Document extract

********

Slope the slab, drain the pit.  Next...


----------



## Sifu (Apr 28, 2021)

I have considered the drain issue in the pit itself.  A sump would be the best path but think it less of a problem than getting in and out of the 6' deep pit,  becoming overwhelmed by fumes, explosion and a fall hazard.  I am still waiting on the fire department to weigh in.  The remainder of the floor is sloped in this 4 bay garage.

I can't live with the idea that a completely unaware hobbyist may be putting himself or others in danger in this 6' deep pit.  I don't know if they have considered the risk of fumes, explosion or falling.  That's is kind of what they pay us for isn't it?


----------



## redeyedfly (Apr 28, 2021)

Sifu said:


> I have considered the drain issue in the pit itself.  A sump would be the best path but think it less of a problem than getting in and out of the 6' deep pit,  becoming overwhelmed by fumes, explosion and a fall hazard.  I am still waiting on the fire department to weigh in.  The remainder of the floor is sloped in this 4 bay garage.
> 
> I can't live with the idea that a completely unaware hobbyist may be putting himself or others in danger in this 6' deep pit.  I don't know if they have considered the risk of fumes, explosion or falling.  That's is kind of what they pay us for isn't it?


Floor drain. 

I think you're overthinking this.  If you can't live with a design that's used in thousands of OSHA regulated businesses maybe your client needs a different designer who isn't trying to sabotage the intent.  If you're a plan reviewer you are stepping outside your lane, you enforce the code as written; there's nothing in the IRC that prohibits the pit.


----------



## cda (Apr 28, 2021)

Sifu said:


> I have considered the drain issue in the pit itself.  A sump would be the best path but think it less of a problem than getting in and out of the 6' deep pit,  becoming overwhelmed by fumes, explosion and a fall hazard.  I am still waiting on the fire department to weigh in.  The remainder of the floor is sloped in this 4 bay garage.
> 
> I can't live with the idea that a completely unaware hobbyist may be putting himself or others in danger in this 6' deep pit.  I don't know if they have considered the risk of fumes, explosion or falling.  That's is kind of what they pay us for isn't it?



If you can find a code section that applies

Thought the slope requirement might be it


----------



## Sifu (Apr 28, 2021)

redeyedfly said:


> Floor drain.

********

Data for this task
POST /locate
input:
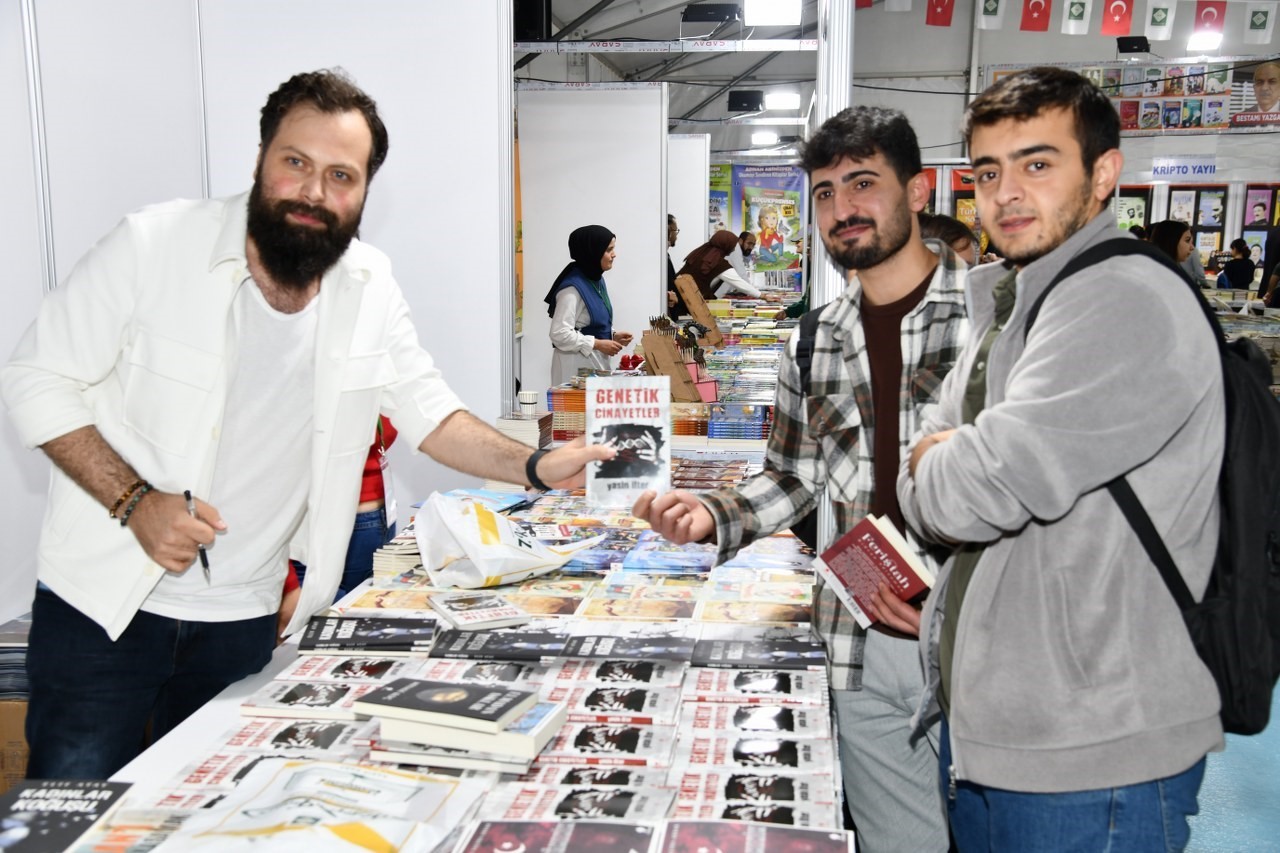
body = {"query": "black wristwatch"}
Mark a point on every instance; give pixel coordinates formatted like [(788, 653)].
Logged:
[(531, 470)]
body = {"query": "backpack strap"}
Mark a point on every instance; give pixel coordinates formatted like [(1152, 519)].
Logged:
[(805, 345), (1120, 491)]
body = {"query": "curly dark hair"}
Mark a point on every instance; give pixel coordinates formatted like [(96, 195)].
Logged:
[(1031, 92), (860, 132), (329, 90)]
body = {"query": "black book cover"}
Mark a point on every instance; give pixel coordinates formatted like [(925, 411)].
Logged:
[(630, 648), (49, 816), (360, 634), (503, 644), (760, 653)]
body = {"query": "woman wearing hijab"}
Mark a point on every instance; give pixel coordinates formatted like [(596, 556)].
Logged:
[(580, 309), (716, 277)]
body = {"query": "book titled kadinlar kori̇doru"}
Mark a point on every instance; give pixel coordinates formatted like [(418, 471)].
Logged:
[(632, 415)]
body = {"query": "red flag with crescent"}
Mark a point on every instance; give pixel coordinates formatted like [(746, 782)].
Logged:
[(940, 13), (1208, 16), (1116, 17), (1036, 16)]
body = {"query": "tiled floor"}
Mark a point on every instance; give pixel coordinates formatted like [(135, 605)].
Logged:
[(1240, 796)]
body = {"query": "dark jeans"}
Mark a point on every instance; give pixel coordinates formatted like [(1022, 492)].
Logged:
[(1147, 817), (91, 698), (368, 536)]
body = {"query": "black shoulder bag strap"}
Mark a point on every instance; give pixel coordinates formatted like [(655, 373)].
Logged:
[(1119, 488)]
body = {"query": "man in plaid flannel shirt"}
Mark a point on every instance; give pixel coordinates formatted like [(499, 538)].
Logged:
[(881, 349)]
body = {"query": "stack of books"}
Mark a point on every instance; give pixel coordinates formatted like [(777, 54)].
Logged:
[(534, 430), (460, 725)]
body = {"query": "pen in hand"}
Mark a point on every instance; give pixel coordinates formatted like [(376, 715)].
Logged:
[(204, 557)]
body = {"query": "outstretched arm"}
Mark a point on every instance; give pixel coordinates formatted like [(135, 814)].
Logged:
[(466, 443)]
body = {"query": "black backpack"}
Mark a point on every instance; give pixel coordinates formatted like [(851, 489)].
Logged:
[(1235, 628)]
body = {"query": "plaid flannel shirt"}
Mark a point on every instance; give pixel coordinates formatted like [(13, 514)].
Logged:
[(824, 439)]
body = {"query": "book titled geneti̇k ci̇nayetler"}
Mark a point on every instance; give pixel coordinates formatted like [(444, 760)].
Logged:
[(632, 415)]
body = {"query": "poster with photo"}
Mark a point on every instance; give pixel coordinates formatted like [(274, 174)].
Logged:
[(1257, 206), (1211, 205), (1182, 205), (1260, 86)]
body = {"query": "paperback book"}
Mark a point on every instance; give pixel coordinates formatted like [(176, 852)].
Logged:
[(305, 699), (740, 836), (524, 738), (562, 836), (470, 610), (612, 744), (780, 720), (871, 555), (631, 415), (476, 707), (616, 703), (41, 816), (361, 634), (369, 670), (757, 687), (521, 801)]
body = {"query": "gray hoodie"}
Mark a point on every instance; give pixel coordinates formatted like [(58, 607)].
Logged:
[(1073, 667)]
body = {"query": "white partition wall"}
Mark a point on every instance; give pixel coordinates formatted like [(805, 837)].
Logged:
[(437, 205), (689, 159), (592, 156)]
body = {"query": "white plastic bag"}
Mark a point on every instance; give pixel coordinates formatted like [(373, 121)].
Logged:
[(469, 546)]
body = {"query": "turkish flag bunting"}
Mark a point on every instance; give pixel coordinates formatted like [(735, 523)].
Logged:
[(940, 13), (1210, 14), (1116, 17), (1036, 16)]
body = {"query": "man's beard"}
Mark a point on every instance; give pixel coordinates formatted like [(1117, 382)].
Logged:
[(297, 255), (885, 243)]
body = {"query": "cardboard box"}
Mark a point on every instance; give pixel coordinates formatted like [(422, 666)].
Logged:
[(13, 742)]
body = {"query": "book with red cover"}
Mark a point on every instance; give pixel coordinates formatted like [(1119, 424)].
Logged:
[(872, 553)]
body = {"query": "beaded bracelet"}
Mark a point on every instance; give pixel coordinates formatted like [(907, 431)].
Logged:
[(124, 497), (137, 496)]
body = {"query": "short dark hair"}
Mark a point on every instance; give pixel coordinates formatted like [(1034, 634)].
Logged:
[(1166, 235), (329, 90), (949, 229), (1031, 92), (860, 132)]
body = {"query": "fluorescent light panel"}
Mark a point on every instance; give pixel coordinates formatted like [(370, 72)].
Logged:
[(782, 100), (771, 13)]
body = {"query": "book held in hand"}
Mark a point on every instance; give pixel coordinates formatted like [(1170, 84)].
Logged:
[(631, 415), (474, 609), (476, 707), (869, 555)]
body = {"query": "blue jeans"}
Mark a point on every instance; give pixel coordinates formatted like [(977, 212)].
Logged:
[(91, 698), (368, 536), (1136, 819)]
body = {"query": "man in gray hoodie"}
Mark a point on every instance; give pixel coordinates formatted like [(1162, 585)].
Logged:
[(1077, 712)]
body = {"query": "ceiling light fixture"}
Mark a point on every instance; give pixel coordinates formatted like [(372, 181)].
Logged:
[(782, 100), (772, 13)]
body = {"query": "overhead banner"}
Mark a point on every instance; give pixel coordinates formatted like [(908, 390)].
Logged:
[(1229, 95)]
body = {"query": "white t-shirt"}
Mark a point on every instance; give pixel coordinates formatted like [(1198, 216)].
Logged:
[(263, 471)]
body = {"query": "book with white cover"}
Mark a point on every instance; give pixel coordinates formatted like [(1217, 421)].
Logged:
[(305, 699), (632, 415), (522, 801), (755, 719), (612, 744), (616, 703), (524, 738), (759, 687)]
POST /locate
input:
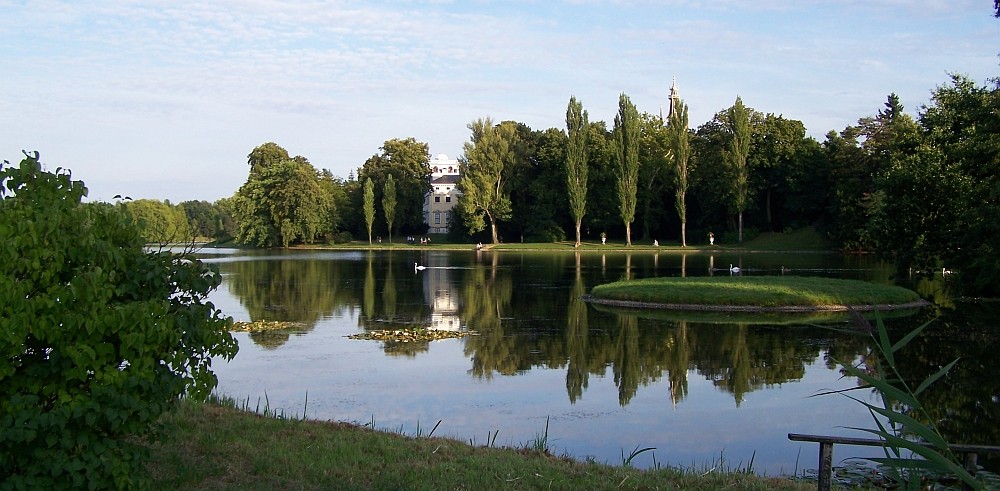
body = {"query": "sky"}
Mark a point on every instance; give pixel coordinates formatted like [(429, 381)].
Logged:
[(165, 99)]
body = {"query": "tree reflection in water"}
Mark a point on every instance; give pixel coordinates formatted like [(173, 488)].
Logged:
[(527, 313)]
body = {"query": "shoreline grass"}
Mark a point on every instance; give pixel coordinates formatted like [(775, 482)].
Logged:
[(757, 292), (220, 446)]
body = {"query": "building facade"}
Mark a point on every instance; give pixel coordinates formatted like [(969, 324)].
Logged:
[(444, 194)]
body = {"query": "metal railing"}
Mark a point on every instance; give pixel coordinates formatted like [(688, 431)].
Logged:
[(970, 452)]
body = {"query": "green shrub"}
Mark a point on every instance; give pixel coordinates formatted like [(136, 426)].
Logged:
[(342, 238), (98, 337)]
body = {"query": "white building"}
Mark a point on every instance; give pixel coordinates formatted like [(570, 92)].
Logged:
[(444, 194)]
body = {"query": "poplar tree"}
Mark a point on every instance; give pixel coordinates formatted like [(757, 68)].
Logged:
[(735, 156), (389, 203), (626, 141), (369, 207), (680, 149), (483, 180), (576, 162)]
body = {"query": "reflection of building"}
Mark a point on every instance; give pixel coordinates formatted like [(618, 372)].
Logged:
[(440, 293), (443, 196)]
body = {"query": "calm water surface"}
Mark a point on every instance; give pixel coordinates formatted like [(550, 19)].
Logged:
[(698, 389)]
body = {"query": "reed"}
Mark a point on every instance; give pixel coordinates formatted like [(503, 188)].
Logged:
[(907, 459)]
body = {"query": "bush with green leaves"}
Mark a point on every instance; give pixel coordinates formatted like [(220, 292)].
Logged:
[(98, 337)]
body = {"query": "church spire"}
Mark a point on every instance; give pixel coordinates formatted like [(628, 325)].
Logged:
[(675, 97)]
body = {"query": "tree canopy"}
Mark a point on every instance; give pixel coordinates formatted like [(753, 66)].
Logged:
[(483, 182), (98, 337), (576, 162), (626, 138), (283, 200)]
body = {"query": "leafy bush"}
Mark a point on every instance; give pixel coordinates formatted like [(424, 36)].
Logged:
[(98, 337)]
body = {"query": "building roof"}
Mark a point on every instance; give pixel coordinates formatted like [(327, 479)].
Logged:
[(446, 179)]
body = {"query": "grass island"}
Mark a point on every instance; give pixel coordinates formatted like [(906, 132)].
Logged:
[(754, 294)]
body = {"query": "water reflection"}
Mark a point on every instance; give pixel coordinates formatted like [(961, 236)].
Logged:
[(530, 324)]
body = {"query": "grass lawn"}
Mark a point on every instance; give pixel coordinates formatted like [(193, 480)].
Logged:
[(765, 292), (220, 446)]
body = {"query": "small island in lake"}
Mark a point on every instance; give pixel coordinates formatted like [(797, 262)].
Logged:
[(754, 294)]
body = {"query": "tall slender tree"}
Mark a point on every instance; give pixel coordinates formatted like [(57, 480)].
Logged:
[(407, 160), (626, 138), (680, 150), (576, 162), (735, 155), (369, 207), (389, 203), (484, 194)]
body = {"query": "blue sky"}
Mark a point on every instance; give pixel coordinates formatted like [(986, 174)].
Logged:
[(165, 99)]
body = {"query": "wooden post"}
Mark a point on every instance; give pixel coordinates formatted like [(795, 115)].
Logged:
[(971, 466), (825, 466)]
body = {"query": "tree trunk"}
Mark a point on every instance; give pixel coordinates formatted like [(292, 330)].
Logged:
[(741, 228), (770, 226)]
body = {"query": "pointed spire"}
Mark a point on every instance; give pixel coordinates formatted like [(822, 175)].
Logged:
[(675, 96)]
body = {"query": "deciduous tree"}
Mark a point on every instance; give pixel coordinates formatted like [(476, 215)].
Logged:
[(282, 201), (736, 155), (484, 194), (576, 162), (369, 207), (389, 203), (626, 138), (680, 153), (98, 338), (408, 161)]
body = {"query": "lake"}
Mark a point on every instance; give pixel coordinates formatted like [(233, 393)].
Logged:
[(702, 390)]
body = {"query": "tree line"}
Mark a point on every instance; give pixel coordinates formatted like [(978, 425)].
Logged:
[(922, 191)]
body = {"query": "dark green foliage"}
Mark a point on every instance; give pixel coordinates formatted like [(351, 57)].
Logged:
[(202, 218), (576, 162), (98, 338), (283, 201), (159, 221), (626, 147), (408, 161)]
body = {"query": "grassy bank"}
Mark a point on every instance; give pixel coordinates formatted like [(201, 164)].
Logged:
[(213, 446), (756, 291), (806, 239)]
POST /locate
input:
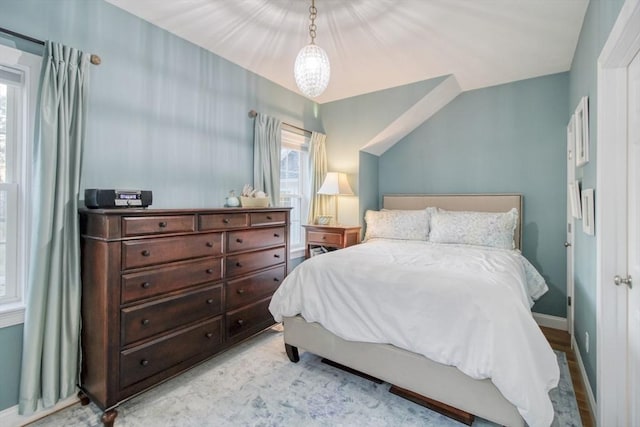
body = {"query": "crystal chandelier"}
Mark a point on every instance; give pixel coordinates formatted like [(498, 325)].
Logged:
[(312, 70)]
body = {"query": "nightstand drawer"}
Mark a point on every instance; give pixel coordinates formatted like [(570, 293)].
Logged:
[(136, 226), (319, 237), (149, 319), (253, 239), (139, 253)]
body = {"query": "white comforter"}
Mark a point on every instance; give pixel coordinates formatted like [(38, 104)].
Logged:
[(458, 305)]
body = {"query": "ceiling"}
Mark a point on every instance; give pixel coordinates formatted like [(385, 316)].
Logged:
[(378, 44)]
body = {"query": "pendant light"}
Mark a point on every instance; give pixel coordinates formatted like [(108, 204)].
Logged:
[(311, 69)]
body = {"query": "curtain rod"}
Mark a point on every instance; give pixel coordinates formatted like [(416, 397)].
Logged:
[(95, 59), (254, 113)]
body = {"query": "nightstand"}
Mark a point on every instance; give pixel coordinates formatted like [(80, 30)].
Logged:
[(331, 236)]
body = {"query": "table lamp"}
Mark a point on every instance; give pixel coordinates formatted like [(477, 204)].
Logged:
[(335, 184)]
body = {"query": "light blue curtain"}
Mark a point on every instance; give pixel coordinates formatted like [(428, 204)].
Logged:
[(50, 351), (318, 203), (267, 140)]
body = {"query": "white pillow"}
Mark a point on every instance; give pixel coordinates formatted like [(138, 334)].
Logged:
[(474, 228), (397, 224)]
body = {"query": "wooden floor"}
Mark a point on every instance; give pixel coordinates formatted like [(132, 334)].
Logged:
[(561, 341)]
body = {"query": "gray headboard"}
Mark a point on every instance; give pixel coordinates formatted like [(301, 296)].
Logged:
[(460, 202)]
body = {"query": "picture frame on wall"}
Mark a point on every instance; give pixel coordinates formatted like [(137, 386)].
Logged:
[(574, 198), (588, 217), (581, 131)]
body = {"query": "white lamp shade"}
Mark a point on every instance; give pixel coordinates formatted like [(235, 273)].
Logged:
[(336, 183), (312, 70)]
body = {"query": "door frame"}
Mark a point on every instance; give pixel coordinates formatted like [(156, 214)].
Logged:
[(611, 215)]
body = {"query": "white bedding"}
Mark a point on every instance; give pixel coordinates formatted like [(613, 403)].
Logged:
[(459, 305)]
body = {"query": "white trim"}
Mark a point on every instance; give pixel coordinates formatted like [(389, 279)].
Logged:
[(10, 417), (553, 322), (585, 379), (10, 316), (611, 310)]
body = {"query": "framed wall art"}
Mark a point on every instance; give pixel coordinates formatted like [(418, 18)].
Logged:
[(581, 130)]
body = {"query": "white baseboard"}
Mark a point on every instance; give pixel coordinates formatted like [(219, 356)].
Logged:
[(585, 379), (10, 417), (553, 322)]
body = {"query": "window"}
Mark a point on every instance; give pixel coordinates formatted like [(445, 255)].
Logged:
[(17, 96), (294, 159)]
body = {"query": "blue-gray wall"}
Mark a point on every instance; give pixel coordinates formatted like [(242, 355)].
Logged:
[(503, 139), (164, 115), (599, 20)]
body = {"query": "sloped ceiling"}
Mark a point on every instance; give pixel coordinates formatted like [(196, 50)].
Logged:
[(378, 44)]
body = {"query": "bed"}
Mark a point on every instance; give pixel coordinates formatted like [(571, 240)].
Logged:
[(523, 360)]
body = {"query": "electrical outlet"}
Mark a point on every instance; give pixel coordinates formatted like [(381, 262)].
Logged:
[(586, 342)]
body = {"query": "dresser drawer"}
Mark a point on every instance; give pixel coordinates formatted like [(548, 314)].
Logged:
[(237, 265), (146, 284), (249, 320), (242, 291), (136, 226), (320, 237), (146, 320), (267, 218), (223, 221), (139, 253), (146, 360), (253, 239)]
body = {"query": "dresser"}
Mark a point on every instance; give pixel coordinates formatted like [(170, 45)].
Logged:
[(163, 290)]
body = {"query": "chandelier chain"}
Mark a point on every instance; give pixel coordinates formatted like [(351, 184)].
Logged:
[(313, 12)]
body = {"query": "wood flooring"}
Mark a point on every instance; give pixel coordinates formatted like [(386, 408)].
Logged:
[(561, 341)]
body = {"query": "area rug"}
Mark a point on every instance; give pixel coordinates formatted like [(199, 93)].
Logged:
[(255, 384)]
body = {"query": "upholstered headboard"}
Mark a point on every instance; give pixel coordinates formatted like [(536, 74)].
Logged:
[(460, 202)]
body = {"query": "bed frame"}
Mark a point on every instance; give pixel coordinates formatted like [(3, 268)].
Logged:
[(403, 369)]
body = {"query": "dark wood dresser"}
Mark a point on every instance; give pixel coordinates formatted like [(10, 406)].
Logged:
[(163, 290)]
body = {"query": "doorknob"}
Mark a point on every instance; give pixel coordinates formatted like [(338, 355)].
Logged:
[(626, 280)]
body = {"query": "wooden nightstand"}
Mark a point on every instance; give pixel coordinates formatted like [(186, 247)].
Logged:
[(331, 236)]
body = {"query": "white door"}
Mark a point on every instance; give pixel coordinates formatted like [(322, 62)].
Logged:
[(571, 207), (633, 251)]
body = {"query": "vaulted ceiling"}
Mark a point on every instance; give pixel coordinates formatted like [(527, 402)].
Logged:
[(378, 44)]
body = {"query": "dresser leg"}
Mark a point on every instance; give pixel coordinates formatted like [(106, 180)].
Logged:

********

Directives
A. Reproduce the passage of the garage pit thread that starts with "I think you're" and runs through "cda (Apr 28, 2021)".
B. How many lines of the listing contain the string "wall", with case counting? Reply with the number alone.

Solutions to the problems
A.
I think you're overthinking this.  If you can't live with a design that's used in thousands of OSHA regulated businesses maybe your client needs a different designer who isn't trying to sabotage the intent.  If you're a plan reviewer you are stepping outside your lane, you enforce the code as written; there's nothing in the IRC that prohibits the pit.


----------



## cda (Apr 28, 2021)

B. 4